(Written instruction): Extract the entries in their exact form.

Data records

-------

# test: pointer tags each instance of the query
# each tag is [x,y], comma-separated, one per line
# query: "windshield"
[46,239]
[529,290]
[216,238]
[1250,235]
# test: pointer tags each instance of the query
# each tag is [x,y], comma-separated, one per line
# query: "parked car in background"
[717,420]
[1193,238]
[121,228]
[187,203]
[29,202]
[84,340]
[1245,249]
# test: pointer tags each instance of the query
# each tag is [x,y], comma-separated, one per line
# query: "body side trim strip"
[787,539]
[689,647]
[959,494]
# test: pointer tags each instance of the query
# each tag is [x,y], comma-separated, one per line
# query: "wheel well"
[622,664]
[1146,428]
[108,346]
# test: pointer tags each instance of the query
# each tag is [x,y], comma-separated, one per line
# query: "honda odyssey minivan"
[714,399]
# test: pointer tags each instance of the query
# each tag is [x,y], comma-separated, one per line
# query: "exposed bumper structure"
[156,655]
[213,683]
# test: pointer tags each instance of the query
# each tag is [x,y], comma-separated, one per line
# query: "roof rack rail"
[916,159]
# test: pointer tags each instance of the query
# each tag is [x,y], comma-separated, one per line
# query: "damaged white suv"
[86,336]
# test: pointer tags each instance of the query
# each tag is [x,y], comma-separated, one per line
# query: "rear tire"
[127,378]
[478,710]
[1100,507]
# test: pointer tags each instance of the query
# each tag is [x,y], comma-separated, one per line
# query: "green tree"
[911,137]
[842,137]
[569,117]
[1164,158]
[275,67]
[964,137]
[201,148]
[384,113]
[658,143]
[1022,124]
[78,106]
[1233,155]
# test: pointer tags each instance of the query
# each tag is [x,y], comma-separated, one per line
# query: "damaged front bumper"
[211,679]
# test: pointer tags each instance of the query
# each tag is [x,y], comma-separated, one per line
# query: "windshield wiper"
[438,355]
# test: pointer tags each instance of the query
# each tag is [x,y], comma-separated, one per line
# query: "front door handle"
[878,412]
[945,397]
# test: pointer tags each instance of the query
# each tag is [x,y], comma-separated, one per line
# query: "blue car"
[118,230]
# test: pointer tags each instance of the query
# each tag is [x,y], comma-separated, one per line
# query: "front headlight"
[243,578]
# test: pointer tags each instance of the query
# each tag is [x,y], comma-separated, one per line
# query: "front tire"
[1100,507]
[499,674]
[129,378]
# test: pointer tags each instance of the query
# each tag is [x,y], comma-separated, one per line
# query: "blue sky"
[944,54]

-------

(Correct output):
# test: pointer tags each instance of the query
# each tag is [x,y], comma-separated, one per line
# query: "windshield"
[46,239]
[529,290]
[216,238]
[1250,235]
# test: pointer tags each instance of the query
# each tag is [x,y], comma-separated, one per line
# query: "parked car in background"
[717,420]
[1193,238]
[121,228]
[187,203]
[29,202]
[84,340]
[1245,249]
# test: pointer tags each instance of the query
# each tag is [x,y], comma-separated, one per line
# query: "body side trim strip"
[787,539]
[689,647]
[959,494]
# test: pointer tags each instance of the query
# each tag is [x,y], comma-separated, one per line
# query: "wheel well"
[622,664]
[1146,428]
[108,346]
# test: pointer tags each instance of the query
# each tag is [x,y], comma-separated, one per line
# query: "honda odyssey minivan"
[714,399]
# test: pointer tags each instance of the query
# each tag is [x,y], comma-separated, one per line
# query: "exposed bumper structure"
[156,655]
[213,683]
# test: pointer tags each instance of the query
# each tag is [x,y], comma-separated, one per line
# query: "roof rack rail"
[916,159]
# test: pointer tags each instance of the query
# each tag is [x,y], comma-separated, one per line
# query: "damaged white suv"
[86,336]
# test: pointer tags each instance of the query
# each tag is [x,y], comma-separated, one per line
# query: "rear tire"
[127,378]
[478,710]
[1100,507]
# test: pointer tags each instance of the query
# each tag is [x,y], comma-separated, one per line
# query: "green tree"
[911,137]
[842,137]
[569,117]
[1164,158]
[275,67]
[964,137]
[201,148]
[384,113]
[658,143]
[1022,124]
[78,106]
[1233,155]
# test: pointer tags each instance of the query
# each tag is [x,y], comma-separated, one per line
# query: "damaged front bumper"
[211,679]
# test: pointer tags each instance of the query
# each tag is [x,y], comma-separated, one per line
# query: "windshield wiper"
[438,355]
# test: pointer tags each instance of the query
# each tag is [x,y], comma-separated, one per line
# query: "front door handle"
[878,412]
[945,397]
# test: pointer tags each instance of the query
# each tag is [x,y], comma-separated, one per line
# query: "blue car"
[118,230]
# test: pointer tags each instance of the query
# each tag is [x,y], comma-separated, one per line
# query: "front headlight"
[243,578]
# test: pointer tags each instance of the query
# each tag is [x,y], comma-separated, one per line
# query: "front tire"
[1100,507]
[499,674]
[129,378]
# test: pointer tags each instance of the query
# each tag is [x,y], comma-separated, one per line
# query: "blue sky"
[944,54]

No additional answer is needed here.